» **WHAT TO PRODUCE**: Present the records below as a two-column CSV with the headers input and output, one row for each line that asks for a location: that line's text goes in input and all the coordinate lines after it go in output. Put each field in double quotes, with line breaks replaced by spaces.

──────── RECORD LIST

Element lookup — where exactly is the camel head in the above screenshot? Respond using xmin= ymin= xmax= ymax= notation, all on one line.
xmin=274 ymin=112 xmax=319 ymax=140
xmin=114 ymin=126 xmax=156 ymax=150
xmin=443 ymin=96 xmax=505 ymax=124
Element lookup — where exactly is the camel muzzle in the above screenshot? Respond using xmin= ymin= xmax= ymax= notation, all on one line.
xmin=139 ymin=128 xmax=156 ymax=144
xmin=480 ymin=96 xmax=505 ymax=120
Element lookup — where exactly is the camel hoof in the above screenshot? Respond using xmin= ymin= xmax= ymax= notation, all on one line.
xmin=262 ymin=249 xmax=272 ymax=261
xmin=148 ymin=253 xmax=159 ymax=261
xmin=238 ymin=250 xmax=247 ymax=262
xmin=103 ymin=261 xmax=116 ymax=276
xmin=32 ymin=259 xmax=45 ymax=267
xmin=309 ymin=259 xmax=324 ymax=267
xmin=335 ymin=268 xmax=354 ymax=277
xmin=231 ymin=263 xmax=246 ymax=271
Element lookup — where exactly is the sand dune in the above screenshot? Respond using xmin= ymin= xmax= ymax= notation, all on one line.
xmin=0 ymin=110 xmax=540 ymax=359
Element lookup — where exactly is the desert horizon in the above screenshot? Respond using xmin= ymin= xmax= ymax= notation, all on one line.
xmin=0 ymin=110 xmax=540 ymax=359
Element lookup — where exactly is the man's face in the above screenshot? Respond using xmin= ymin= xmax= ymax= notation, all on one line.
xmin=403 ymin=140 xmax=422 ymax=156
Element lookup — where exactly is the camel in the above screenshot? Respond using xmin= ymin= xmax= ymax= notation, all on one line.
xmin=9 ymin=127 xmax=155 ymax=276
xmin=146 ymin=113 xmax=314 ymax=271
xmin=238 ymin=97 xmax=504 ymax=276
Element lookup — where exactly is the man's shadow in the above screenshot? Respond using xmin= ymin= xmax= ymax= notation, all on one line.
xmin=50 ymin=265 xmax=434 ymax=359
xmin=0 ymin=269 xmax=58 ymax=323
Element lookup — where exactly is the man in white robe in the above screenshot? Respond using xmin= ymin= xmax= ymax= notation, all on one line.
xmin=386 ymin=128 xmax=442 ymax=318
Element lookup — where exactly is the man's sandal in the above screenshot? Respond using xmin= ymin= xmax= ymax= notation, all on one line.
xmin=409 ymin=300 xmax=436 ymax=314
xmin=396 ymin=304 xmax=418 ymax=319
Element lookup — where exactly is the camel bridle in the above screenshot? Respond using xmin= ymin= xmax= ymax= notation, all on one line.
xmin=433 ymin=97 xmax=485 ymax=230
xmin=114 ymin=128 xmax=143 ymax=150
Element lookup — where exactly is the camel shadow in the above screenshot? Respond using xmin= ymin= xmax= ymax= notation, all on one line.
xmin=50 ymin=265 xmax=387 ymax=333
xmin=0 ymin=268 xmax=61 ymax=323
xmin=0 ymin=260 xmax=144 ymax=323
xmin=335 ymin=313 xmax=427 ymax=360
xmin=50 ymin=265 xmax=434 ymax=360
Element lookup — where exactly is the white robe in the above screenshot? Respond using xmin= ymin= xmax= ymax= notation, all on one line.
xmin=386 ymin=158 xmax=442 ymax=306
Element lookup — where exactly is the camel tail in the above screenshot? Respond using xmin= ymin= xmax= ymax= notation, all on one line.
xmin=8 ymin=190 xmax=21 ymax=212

────────────────

» **ANSWER FOR THE TASK**:
input,output
"Element lookup — where exactly is the camel head in the above screenshot? Respond using xmin= ymin= xmax= ymax= notation, all on one line.","xmin=274 ymin=112 xmax=319 ymax=140 xmin=114 ymin=126 xmax=156 ymax=150 xmin=443 ymin=96 xmax=505 ymax=124"
"Element lookup — where exactly is the camel muzzle in the above screenshot? Respond using xmin= ymin= xmax= ymax= notation, all on one line.","xmin=139 ymin=128 xmax=156 ymax=144 xmin=480 ymin=96 xmax=505 ymax=120"
"Element lookup — where exactly is the camel hoof in the above screenshot? Respond using xmin= ymin= xmax= ymax= notation, all on one line.","xmin=262 ymin=249 xmax=272 ymax=261 xmin=148 ymin=253 xmax=159 ymax=261 xmin=238 ymin=250 xmax=247 ymax=262 xmin=103 ymin=261 xmax=116 ymax=276 xmin=32 ymin=259 xmax=45 ymax=267 xmin=309 ymin=259 xmax=324 ymax=267 xmin=335 ymin=268 xmax=354 ymax=277 xmin=231 ymin=263 xmax=246 ymax=271"
"Element lookup — where exactly is the sand dune in the above screenshot? Respond using xmin= ymin= xmax= ymax= notation, all on one line.","xmin=0 ymin=110 xmax=540 ymax=359"
"Element lookup — where exactly is the desert horizon in the above screenshot? Respond using xmin= ymin= xmax= ymax= notation, all on one line.","xmin=0 ymin=110 xmax=540 ymax=359"
"Element lookup — where exactly is the man's face in the above screenshot? Respond using xmin= ymin= xmax= ymax= notation, all on one line.","xmin=403 ymin=140 xmax=422 ymax=156"
"Element lookup — where exactly is the camel in the above screenshot? Respond using xmin= ymin= xmax= ymax= notation, all on one line.","xmin=9 ymin=127 xmax=155 ymax=276 xmin=146 ymin=113 xmax=314 ymax=271 xmin=238 ymin=97 xmax=504 ymax=276"
"Element lookup — where exactly is the man's shadow in the above screenshot? Respond using xmin= ymin= xmax= ymax= notation, all on one line.","xmin=50 ymin=265 xmax=434 ymax=359 xmin=0 ymin=269 xmax=58 ymax=323"
"Element lookup — where exactly is the man in white robe in the above screenshot? Respond using xmin= ymin= xmax= ymax= notation, all on one line.","xmin=386 ymin=128 xmax=442 ymax=318"
"Element lookup — where exactly is the man's sandal in the above screenshot? Respond using xmin= ymin= xmax= ymax= notation, all on one line.","xmin=409 ymin=300 xmax=436 ymax=314 xmin=396 ymin=304 xmax=418 ymax=319"
"Element lookup — where exactly is the camel bridle in the above screenshot? Respond using xmin= ymin= xmax= ymax= notation, all on one line.","xmin=433 ymin=97 xmax=485 ymax=230 xmin=114 ymin=128 xmax=143 ymax=150"
"Element lookup — where exactly is the camel shadow in the above screenshot? Respond using xmin= ymin= xmax= ymax= notation, all on one line.","xmin=50 ymin=265 xmax=387 ymax=333 xmin=0 ymin=268 xmax=61 ymax=323 xmin=0 ymin=260 xmax=144 ymax=323 xmin=335 ymin=313 xmax=427 ymax=360 xmin=50 ymin=265 xmax=434 ymax=360"
"Element lookup — where exactly is the white robe in the above screenshot? Respond using xmin= ymin= xmax= ymax= notation, all on one line.","xmin=386 ymin=158 xmax=442 ymax=306"
"Element lookup — where exactly is the camel tail in the above screenshot? Respond using xmin= ymin= xmax= ymax= notation, all on one line.","xmin=8 ymin=190 xmax=21 ymax=212"